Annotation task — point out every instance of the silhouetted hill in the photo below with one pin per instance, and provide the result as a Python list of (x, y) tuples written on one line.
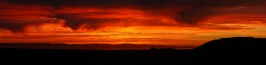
[(235, 44)]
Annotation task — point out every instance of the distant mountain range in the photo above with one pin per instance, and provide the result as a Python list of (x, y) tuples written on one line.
[(235, 44)]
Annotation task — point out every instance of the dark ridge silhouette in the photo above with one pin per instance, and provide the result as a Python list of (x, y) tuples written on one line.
[(83, 46), (235, 44)]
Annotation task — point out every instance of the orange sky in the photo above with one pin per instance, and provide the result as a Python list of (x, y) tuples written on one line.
[(180, 23)]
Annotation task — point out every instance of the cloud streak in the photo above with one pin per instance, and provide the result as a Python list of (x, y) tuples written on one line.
[(94, 14)]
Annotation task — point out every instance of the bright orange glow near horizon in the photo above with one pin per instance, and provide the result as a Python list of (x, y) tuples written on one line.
[(138, 22)]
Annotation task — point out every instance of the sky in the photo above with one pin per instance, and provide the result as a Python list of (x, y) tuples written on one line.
[(162, 22)]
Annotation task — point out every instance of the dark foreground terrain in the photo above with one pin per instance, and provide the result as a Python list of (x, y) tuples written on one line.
[(224, 51)]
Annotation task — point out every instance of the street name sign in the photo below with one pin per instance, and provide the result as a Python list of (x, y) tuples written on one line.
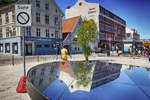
[(23, 14)]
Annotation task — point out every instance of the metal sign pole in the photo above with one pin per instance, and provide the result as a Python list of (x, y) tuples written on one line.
[(23, 44)]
________________
- _Problem requirements_: Render the records above as a Markdown table with the columns Row and Line, numbering each line. Skip blank lines and leave the pictures out.

- _Output_:
| Row | Line |
|---|---|
| 1 | Annotation task — point out every instance of the silhouetted hill in the photo below with one pin per instance, and provide the result as a Python list of (x, y) tuples written on one line. |
| 2 | [(235, 44)] |
| 3 | Annotation task — point out every instance of the distant mountain range in the photo above with one pin per instance, and provide the result as a Python list of (x, y) tuples written on one line. |
| 4 | [(235, 44)] |
| 5 | Annotation task — point out every instance of the dark ridge silhouette in the photo above with one pin per instance, and provide the result as a Python list of (x, y) tuples written on one line. |
| 6 | [(83, 46), (235, 44)] |
| 7 | Annotation task — point out every instance of the orange sky in the photo above with one pin per instance, and provide the result as a Python list of (x, y) tuples written on one line. |
| 8 | [(180, 23)] |
| 9 | Annotation task — point out every instance of the cloud streak in the photo above with one pin per instance, and provide the result as a Python list of (x, y) tuples written on one line. |
| 10 | [(94, 14)] |
| 11 | Annotation task — point out every instance of the bright orange glow near horizon in the photo above with one pin per instance, and provide the result as a Python list of (x, y) tuples written on one line. |
| 12 | [(138, 22)] |
| 13 | Annotation task — point out every instance of the sky in the photo above with one pin per instance, and provide the result as a Python list of (x, y) tuples written on one line. |
| 14 | [(162, 22)] |
| 15 | Annotation task — point out every instance of the dark foreground terrain in the photo above with one pin per instance, and provide the result as a Python list of (x, y) tuples written on one line. |
| 16 | [(224, 51)] |
| 17 | Annotation task — point out every instance of the street name sign in the photo below with one pin per instance, and provide the result as a Python list of (x, y) tuples written on one line. |
| 18 | [(23, 14)] |
| 19 | Annotation task — point out every instance of the metal sign pole in the photo above with one pin per instance, and provide the result as a Python list of (x, y) tuples written on one line. |
| 20 | [(23, 44)] |